## Provided passage
====================
Young credits the vicious homophobia of conservative activists such as Patrick Buchanan and Gary Bauer for refashioning gay Republicans' response to HIV/AIDS.

"Recognizing this growing backlash against gay persons, gay Republicans realized there was no way their libertarian messages about bodily autonomy and personal freedom were going to work now that social conservatives had taken over the GOP and were using HIV/AIDS to fearmonger," stated Young. "So, gay Republicans developed what I have called a 'gay family values politics' that emphasized sexual monogamy, gender conformity, and the need for same-sex marriage to be legalized. I argue that their conservative framing of same-sex marriage worked first with Democrats and independents who, in the 1990s, didn't show much more support for marriage equality than Republicans did. As the great marriage equality activist Evan Wolfson told me, gay conservatives provided the same-sex marriage movement a 'vocabulary' that worked to reach the majority of Americans who wouldn't be persuaded by progressive language. Gay Republicans began developing that vocabulary at the height of and in response to the HIV/AIDS epidemic."
====================
## Data provided
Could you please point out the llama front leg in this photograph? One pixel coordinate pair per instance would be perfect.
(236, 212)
====================
## Given problem
Write the next part of the passage about gay Republicans and same-sex marriage, beginning after its last sentence. The material is unrelated to the passage about gay Republicans and is to be treated on its own.

## Written answer
Young asserts that gay Republicans have worked to build the modern GOP, alternately resisting some of its worst inclinations while also helping some of its extremism. More recently, gay Republicans have shifted their focus from identity to ideology by attacking "radical gender ideology," which they argue is being forced on the country and also explains the right's obsession with "cancel culture, "wokeness," and critical race theory.